Task statement =>
Pull out the lines below word for word, leaving the pictures out of your answer.

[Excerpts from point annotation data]
## start

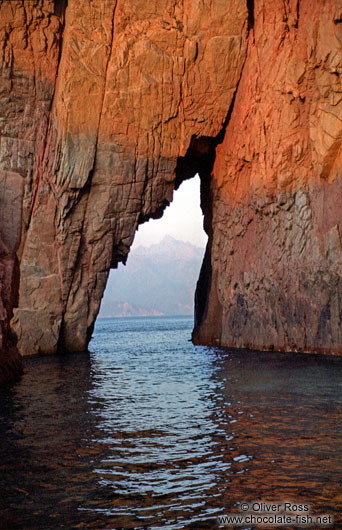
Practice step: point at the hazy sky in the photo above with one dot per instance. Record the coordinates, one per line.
(182, 220)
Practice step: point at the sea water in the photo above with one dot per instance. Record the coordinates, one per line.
(149, 431)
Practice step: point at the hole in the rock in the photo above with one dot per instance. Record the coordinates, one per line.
(164, 263)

## end

Exercise solution =>
Practice step: point at the hazy sky in the photo above with one dot per instance. Record the coordinates, one per line.
(182, 220)
Practice step: point at the sea water in the photo above with one dot per instance. Record the coordinates, one per line.
(149, 431)
Practice step: point at the hole in the rock in the photo above with one dot per instance. Record the coordinates, one per line.
(164, 263)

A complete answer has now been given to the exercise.